# [TASK 1]
Translate this sentence from the forum thread about multimapping reads into Spanish: "If your reads are short, you may have more multimapping alignments to genes."
# [TASK 2]
In the forum thread about multimapping reads, rewrite the passage from "I suspect that" to "leave them in?", changing "MAPQ" to "mapping quality".
____ EXTRACT TO READ
Hi, I have a question regarding mapping qualities and multimapping reads. I'm working with the Allen Brain Atlas TBI data, which can be found at https://aging.brain-map.org/rnaseq/search.
I'm confused about the different numbers provided. Taking the first sample as example.
According to the provided data:
- rnaseq_total_reads: 32,275,545
- rnaseq_percent_reads_aligned_to_mrna: 31.7%
- rnaseq_percent_reads_aligned_to_ncrna: 7.11%
- rnaseq_percent_reads_aligned_to_genome_only: 48.1%
These percentages add up to 86.91%, which corresponds to approximately 28,050,676 reads out of the 32,275,545 total reads. However, when I inspect the BAM file for this sample using samtools view -c, I find that there are 105,439,824 reads, significantly more than the 32 million.
I suspect that multimapping reads may be the cause of this discrepancy, so I examined the MAPQ values in the SAM file. Here are the percentages for this sample:
- MAPQ 0: 42%
- MAPQ 255: 29%
- MAPQ 100: 20%
- MAPQ 0-99: 7%
Combined, the percentages for MAPQ 100 and 0-99 almost add up to the expected 28 million reads, but not exactly. For most samples, it is close, but for others, it is off by around 10%.
Is this 105 million caused by the multi-mapping? Is this percentage of zeros not very high? Im doing differential gene expression analysis and some supervised classification. I suppose I need to filter those reads out first? Or is this common practice to leave them in?
Help and insights are much appreciated.
It says default settings for RSEM aligned to the transcriptome and then reads that did not map with Bowtie to a human reference genome "using default settings except for two mismatch parameters: bowtie-e (set to 500) and bowtie-m (set to 100).".
Im using qCount of the Quasar package for quantification. With no min and max quality set, the final count table includes 125m counts. Even more than reads contained in the bam file. So I guess most multi-mapped reads do map to genes? This is so much more than the reported 32m, that's why I'm worried.
Okay, so I believe it is likely due to Multimappers+Transcript Isoforms. I believe default RSEM mapping uses STAR with more or less default settings.
If it helps you, I use STAR to map 76 million reads, allowing reporting of up to 10 mulitmapping alignments, to the genome. I get 64 million uniquely mapped alignments, but 175 million total alignments (these will be due to mulitimappers, ie 12 million reads have been mapped to 111 million locations ). When I examine my Transcriptome aligned bam from the exact same output, I get 243 million transcript alignments. This will be caused by one alignment mapping to multiple transcript isoforms. However, keep in mind, with these numbers, the translation from genomic to transcriptomic coordinates will drop many of my multimapping reads, so it is likely less than 175 million alignments that map to 243 million transcript alignments.
If your reads are short, you may have more multimapping alignments to genes. I don't perform a lot of isoform analysis, so I don't know how these are usually handled in those downstream processes. Of note, my example above is using PE150, which is why I see very few multimappers to genic regions.
I would imagine the discrepancy between your final counts and the total alignments may be how your counting package assigns reads. To me, when using the transcriptome sam, you should maybe not assign reads to all overlapping genes, since each of these should have its own alignments already.
Also, I'm not sure this is the cleanest way to analyze this type of data.
Thank you for your insights.
________
____ DATASET EXCERPTS
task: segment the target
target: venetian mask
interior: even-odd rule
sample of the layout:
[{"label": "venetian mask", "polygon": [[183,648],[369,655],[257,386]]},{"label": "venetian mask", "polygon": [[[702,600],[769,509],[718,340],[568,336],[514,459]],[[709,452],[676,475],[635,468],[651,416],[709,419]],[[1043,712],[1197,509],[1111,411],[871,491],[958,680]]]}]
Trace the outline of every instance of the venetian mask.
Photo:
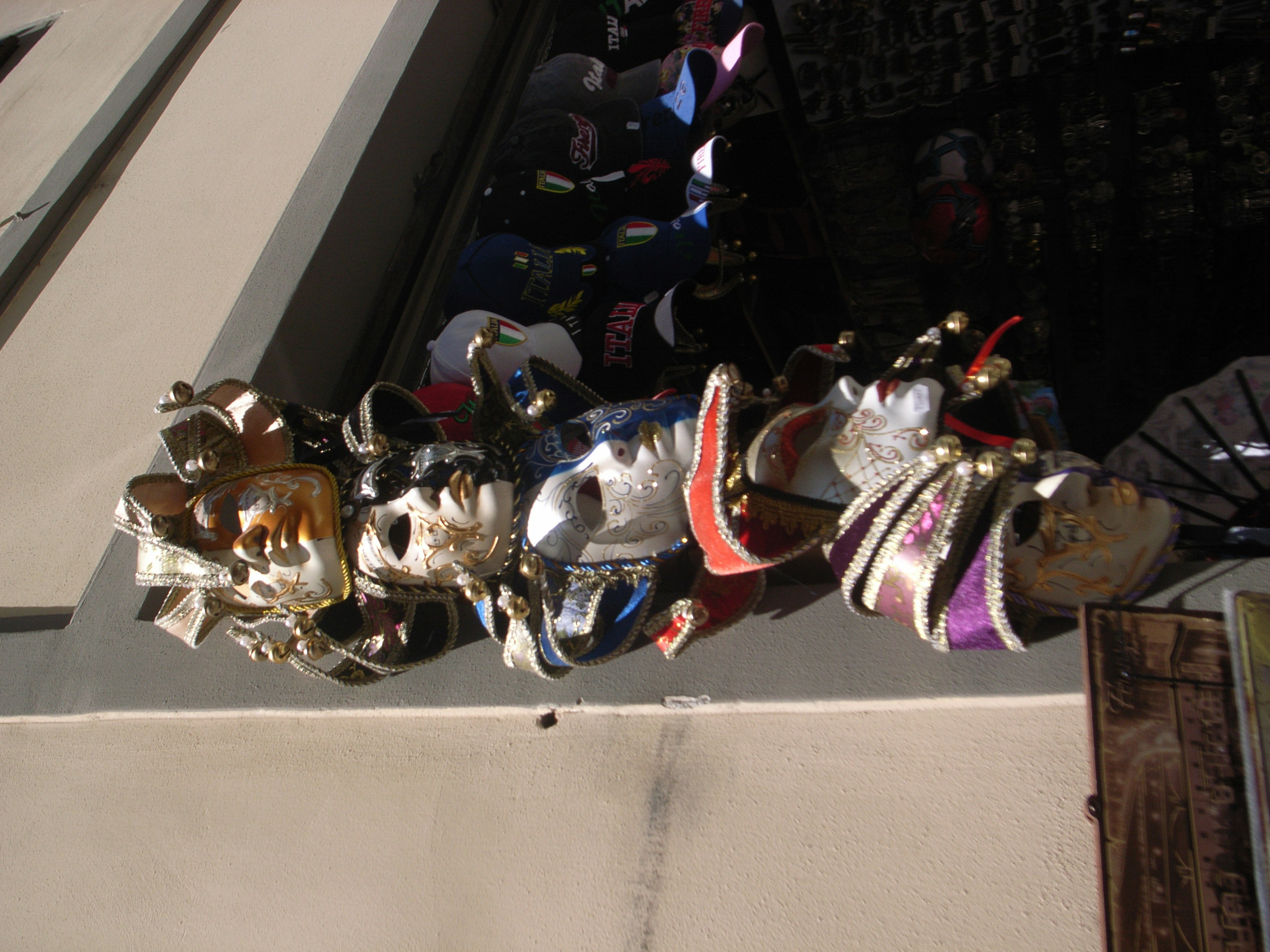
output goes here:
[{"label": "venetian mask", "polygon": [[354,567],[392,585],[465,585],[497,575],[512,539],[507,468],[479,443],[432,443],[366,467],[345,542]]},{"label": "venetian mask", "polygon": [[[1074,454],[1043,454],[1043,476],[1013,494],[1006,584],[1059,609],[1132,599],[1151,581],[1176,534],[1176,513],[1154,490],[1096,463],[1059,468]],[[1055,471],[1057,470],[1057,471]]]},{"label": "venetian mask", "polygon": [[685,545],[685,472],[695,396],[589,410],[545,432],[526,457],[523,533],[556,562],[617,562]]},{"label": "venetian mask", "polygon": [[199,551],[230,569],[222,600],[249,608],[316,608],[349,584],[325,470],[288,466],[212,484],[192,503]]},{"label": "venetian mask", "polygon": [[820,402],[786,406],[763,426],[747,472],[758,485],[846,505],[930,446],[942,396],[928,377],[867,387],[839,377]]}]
________
____ DATASET EXCERPTS
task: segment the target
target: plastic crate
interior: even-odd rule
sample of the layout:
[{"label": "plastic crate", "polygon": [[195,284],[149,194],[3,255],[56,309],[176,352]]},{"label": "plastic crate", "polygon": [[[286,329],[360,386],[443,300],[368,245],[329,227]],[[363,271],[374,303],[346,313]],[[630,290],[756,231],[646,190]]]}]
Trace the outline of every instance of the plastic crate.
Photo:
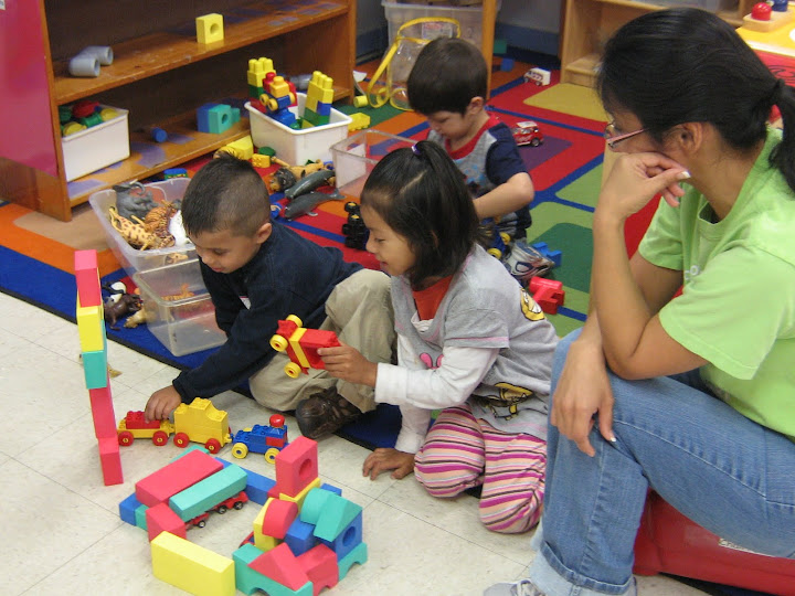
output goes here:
________
# [WRITTEN ANSWER 1]
Si tus lecturas son cortas, es posible que tengas más alineamientos con mapeo múltiple en genes.

# [WRITTEN ANSWER 2]
I suspect that multimapping reads may be the cause of this discrepancy, so I examined the mapping quality values in the SAM file. Here are the percentages for this sample:
- mapping quality 0: 42%
- mapping quality 255: 29%
- mapping quality 100: 20%
- mapping quality 0-99: 7%
Combined, the percentages for mapping quality 100 and 0-99 almost add up to the expected 28 million reads, but not exactly. For most samples, it is close, but for others, it is off by around 10%.
Is this 105 million caused by the multi-mapping? Is this percentage of zeros not very high? Im doing differential gene expression analysis and some supervised classification. I suppose I need to filter those reads out first? Or is this common practice to leave them in?